* _DIRECTIONS_
Select every line below that contains the word "image" and copy each one.

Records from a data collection
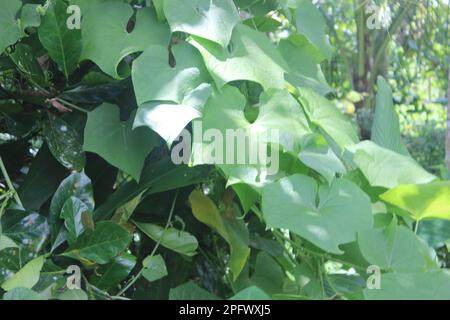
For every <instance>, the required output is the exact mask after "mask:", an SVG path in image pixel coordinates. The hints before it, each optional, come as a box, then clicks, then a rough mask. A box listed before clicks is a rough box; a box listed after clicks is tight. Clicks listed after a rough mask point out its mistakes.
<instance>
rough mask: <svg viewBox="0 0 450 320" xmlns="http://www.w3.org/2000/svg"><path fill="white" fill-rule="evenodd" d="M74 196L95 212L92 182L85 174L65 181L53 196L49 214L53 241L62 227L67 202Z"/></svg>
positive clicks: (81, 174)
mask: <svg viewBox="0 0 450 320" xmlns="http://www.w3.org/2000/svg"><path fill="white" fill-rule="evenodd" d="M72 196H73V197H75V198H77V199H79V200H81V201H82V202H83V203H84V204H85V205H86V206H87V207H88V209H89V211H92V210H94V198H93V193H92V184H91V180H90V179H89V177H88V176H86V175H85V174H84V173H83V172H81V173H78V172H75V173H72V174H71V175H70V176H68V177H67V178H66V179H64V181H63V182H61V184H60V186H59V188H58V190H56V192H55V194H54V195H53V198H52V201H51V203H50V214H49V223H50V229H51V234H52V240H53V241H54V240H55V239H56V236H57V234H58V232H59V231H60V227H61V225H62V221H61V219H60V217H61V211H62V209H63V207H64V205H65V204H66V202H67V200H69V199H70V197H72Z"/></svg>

...

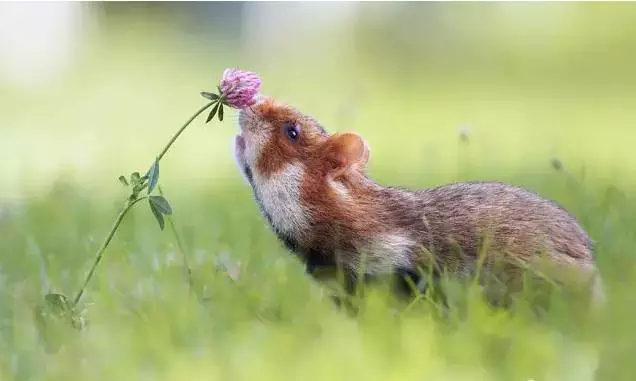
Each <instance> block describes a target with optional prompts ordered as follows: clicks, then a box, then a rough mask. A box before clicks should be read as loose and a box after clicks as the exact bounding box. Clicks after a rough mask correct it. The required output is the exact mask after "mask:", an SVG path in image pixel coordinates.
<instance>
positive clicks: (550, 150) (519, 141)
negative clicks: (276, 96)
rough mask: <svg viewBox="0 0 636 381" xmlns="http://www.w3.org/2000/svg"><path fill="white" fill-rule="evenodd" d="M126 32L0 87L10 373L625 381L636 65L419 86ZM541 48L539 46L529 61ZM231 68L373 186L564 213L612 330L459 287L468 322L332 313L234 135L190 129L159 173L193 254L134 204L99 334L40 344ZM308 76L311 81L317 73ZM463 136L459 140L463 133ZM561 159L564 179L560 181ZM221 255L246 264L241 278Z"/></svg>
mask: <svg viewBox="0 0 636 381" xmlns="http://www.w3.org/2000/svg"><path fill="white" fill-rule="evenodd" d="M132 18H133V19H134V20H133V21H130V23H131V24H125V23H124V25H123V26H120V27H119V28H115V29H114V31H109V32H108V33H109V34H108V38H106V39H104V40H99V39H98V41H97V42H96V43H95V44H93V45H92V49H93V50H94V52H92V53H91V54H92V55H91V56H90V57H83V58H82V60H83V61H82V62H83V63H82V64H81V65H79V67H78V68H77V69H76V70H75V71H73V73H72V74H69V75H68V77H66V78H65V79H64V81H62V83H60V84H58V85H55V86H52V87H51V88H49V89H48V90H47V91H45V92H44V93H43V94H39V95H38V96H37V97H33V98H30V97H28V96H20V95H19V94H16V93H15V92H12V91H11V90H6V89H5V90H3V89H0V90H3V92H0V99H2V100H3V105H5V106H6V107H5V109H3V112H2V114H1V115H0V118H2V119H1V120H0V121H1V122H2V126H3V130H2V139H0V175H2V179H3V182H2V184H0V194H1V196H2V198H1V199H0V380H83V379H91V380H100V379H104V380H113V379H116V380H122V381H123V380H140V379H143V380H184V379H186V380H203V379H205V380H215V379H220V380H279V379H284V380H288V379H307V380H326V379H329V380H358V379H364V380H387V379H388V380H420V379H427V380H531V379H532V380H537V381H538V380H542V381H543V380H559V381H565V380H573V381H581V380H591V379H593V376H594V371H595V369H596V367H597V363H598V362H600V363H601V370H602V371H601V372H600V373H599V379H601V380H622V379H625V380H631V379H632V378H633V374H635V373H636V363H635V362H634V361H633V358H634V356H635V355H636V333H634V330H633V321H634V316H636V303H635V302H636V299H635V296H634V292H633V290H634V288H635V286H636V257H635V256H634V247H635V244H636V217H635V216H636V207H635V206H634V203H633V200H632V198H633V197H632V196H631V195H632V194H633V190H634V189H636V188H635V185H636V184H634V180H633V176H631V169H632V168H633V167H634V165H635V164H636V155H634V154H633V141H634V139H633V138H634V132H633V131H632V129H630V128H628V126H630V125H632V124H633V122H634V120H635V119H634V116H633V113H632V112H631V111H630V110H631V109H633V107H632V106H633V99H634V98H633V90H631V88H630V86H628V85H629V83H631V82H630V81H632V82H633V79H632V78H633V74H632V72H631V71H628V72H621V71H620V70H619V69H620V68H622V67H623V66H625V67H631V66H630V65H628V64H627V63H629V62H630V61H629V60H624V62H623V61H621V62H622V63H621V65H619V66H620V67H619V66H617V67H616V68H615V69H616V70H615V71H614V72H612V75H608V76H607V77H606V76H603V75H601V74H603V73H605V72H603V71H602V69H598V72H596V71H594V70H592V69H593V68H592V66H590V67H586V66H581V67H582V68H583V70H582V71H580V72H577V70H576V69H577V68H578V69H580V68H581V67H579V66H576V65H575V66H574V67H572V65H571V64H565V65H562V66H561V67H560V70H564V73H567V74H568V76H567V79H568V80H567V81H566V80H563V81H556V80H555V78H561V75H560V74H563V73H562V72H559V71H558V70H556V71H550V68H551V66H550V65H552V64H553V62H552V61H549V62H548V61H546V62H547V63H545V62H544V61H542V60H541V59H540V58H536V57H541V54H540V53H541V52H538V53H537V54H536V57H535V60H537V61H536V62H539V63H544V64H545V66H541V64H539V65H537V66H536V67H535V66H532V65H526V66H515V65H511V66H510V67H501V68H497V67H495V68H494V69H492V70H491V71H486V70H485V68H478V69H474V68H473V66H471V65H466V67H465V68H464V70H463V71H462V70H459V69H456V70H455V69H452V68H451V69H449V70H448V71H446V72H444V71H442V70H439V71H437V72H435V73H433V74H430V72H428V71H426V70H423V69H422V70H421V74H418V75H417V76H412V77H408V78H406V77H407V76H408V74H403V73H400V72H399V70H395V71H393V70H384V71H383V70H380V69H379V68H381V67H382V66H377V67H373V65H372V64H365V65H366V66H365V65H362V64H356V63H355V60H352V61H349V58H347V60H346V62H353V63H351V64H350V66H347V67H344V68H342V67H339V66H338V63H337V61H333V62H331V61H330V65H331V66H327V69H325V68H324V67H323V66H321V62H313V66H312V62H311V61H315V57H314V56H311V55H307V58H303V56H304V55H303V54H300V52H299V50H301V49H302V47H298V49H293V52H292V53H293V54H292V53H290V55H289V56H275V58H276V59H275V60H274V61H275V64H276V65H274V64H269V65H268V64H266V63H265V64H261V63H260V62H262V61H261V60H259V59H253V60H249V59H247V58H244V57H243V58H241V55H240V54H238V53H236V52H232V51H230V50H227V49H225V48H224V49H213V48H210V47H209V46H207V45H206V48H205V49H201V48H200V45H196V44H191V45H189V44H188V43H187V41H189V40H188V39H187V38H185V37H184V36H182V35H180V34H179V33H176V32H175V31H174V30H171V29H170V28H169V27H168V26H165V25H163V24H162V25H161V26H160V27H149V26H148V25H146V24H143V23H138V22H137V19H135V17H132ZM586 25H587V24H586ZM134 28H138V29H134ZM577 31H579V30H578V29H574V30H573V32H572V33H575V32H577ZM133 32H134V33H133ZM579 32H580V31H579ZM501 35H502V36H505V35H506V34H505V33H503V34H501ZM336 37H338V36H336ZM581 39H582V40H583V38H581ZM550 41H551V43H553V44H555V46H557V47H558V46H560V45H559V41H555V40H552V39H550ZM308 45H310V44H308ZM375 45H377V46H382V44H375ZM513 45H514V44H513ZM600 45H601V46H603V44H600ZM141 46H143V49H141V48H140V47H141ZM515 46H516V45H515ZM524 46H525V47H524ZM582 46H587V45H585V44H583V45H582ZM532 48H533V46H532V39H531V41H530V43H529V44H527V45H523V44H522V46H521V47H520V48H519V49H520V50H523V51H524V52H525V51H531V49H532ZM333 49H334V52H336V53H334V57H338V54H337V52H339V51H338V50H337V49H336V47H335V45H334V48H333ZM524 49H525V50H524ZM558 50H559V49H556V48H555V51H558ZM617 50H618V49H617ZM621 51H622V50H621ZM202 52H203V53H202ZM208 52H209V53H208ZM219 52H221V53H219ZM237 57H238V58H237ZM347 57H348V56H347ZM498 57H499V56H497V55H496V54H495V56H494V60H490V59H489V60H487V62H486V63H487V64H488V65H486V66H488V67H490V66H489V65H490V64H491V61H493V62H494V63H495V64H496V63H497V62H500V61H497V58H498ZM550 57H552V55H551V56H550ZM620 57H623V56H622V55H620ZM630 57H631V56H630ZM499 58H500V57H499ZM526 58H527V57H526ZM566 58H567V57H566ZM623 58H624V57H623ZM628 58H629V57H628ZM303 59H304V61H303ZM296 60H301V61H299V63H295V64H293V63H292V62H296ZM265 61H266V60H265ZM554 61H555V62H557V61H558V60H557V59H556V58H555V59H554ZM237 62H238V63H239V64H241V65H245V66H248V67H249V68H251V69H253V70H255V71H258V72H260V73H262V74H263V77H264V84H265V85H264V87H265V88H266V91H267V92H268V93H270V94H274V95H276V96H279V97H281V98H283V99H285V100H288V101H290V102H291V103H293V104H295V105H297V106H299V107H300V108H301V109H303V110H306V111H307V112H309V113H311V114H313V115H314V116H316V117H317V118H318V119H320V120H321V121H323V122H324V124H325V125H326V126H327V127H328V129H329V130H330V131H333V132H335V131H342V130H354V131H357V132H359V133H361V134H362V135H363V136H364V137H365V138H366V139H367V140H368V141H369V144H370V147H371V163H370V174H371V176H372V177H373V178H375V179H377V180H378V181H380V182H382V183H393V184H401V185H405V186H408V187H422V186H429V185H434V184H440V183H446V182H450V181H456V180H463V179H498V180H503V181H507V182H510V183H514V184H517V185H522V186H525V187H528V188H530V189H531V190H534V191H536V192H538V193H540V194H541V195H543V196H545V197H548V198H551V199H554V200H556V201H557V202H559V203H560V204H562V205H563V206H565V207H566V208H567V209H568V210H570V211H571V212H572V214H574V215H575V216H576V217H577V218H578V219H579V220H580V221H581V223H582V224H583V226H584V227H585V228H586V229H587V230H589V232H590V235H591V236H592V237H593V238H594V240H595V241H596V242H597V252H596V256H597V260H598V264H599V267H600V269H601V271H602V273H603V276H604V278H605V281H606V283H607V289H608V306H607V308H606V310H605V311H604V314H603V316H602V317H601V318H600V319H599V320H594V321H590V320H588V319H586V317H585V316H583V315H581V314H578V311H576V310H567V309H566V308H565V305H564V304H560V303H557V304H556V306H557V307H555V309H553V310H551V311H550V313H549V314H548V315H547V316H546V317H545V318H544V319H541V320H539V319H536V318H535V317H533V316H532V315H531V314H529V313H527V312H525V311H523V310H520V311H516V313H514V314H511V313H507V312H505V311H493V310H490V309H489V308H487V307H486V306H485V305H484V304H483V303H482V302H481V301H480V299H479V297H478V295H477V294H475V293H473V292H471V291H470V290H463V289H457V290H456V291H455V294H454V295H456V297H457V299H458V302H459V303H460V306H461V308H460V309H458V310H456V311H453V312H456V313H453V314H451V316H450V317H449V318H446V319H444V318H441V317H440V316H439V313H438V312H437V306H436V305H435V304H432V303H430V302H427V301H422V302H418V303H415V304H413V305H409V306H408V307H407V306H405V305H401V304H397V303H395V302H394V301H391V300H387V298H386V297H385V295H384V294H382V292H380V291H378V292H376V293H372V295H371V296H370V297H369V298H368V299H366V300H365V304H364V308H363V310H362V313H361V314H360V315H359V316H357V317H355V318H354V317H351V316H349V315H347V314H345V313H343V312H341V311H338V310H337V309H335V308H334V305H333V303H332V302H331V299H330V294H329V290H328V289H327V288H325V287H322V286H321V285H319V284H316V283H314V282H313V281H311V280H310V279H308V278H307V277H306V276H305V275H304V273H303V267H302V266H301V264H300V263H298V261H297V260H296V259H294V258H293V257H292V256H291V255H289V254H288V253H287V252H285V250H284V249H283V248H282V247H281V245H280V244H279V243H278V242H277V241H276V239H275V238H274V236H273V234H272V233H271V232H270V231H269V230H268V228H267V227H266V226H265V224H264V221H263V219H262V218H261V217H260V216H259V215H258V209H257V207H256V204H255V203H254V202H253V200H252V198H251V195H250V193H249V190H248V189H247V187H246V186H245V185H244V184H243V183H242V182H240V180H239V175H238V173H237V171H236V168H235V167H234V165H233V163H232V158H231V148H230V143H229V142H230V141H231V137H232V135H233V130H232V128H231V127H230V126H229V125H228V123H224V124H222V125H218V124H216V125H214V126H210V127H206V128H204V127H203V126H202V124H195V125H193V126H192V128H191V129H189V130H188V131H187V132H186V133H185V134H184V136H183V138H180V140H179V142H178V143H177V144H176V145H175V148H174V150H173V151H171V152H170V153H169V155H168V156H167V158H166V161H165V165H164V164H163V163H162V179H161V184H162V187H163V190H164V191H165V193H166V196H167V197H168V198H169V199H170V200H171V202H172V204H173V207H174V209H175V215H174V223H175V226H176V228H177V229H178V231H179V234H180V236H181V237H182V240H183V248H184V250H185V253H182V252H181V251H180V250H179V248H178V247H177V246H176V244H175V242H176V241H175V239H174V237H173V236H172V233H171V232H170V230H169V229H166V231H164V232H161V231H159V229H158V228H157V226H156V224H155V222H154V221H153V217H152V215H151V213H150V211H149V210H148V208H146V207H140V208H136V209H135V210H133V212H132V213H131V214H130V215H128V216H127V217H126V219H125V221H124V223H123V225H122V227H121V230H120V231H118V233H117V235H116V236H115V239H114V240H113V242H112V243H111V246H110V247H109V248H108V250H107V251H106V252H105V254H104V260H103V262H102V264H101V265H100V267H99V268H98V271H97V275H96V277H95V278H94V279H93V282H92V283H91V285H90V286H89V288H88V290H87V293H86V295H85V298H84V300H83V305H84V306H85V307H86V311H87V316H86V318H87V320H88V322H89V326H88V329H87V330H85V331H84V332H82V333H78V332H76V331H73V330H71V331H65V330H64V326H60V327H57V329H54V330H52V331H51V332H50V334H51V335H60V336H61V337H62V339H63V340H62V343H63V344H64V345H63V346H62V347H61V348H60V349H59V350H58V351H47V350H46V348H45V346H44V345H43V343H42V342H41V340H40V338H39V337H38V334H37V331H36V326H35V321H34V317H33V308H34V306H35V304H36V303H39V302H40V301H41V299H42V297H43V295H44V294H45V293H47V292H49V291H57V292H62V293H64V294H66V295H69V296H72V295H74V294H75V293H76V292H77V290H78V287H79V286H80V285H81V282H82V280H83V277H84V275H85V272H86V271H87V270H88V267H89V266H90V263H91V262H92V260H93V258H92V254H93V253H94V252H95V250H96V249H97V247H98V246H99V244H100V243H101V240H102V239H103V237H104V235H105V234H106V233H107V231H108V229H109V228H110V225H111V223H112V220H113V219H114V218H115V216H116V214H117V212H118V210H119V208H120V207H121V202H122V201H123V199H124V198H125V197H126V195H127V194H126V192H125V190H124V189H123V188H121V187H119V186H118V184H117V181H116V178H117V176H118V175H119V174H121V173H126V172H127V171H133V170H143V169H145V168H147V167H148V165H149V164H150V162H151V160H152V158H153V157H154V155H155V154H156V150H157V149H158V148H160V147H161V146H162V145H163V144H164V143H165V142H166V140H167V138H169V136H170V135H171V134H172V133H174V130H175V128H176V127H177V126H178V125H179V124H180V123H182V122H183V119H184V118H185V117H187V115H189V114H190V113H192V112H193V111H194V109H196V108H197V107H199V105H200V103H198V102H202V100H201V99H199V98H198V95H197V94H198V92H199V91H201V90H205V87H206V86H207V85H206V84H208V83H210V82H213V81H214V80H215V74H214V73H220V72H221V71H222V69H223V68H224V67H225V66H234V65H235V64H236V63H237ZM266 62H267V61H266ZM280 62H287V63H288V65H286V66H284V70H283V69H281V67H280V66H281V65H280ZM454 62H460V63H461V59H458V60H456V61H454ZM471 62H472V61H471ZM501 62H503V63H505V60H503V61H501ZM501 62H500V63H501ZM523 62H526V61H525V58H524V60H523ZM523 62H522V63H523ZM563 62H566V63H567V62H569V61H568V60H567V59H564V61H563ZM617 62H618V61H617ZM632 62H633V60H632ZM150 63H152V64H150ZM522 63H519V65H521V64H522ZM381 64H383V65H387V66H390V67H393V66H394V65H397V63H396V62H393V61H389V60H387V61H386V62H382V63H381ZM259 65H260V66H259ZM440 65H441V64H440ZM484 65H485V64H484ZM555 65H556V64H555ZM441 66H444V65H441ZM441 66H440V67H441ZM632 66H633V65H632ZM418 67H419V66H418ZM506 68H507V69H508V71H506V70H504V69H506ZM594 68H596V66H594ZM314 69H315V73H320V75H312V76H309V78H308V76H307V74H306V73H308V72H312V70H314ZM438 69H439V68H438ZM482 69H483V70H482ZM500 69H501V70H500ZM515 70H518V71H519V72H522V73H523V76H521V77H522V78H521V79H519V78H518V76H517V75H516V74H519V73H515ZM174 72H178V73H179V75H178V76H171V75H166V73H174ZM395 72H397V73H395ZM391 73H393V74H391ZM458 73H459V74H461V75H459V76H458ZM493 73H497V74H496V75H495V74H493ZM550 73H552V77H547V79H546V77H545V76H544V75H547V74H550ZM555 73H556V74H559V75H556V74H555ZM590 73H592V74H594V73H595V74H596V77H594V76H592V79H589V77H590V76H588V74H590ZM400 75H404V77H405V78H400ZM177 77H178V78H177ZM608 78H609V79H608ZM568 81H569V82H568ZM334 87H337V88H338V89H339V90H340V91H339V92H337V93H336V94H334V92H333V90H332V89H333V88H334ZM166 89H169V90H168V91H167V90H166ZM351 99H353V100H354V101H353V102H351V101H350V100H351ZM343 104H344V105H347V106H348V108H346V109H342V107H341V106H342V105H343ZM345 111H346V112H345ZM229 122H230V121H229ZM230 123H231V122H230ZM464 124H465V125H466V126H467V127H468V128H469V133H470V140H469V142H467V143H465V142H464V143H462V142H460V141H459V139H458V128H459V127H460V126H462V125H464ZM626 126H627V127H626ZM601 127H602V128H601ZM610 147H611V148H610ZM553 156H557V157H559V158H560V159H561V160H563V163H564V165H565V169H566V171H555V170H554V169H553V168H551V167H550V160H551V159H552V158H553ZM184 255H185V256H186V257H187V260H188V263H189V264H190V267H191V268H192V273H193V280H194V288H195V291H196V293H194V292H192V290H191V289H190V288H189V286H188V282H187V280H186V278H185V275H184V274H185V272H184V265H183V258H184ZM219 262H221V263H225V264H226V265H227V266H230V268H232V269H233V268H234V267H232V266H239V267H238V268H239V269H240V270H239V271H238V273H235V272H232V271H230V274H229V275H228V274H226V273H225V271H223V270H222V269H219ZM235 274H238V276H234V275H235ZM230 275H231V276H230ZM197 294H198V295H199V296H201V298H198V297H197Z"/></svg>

* _ANSWER BOX_
For every <instance>, the required output is the exact mask after "mask:", an SVG path in image pixel coordinates. The hints before it, each optional, come as a box, then clicks, then a rough mask. A box listed before clicks is a rough box; a box listed after clicks is tight. Clicks listed after a rough mask point out its mistakes.
Each <instance> block describes a target with optional prompts ordered as follows: clicks, then a box, then a rough mask. A box before clicks should be read as loose and a box after clicks as the exact bounding box. Clicks after a rough mask correct it. The required output is the exact mask after "mask:", an SVG path in image pixel coordinates.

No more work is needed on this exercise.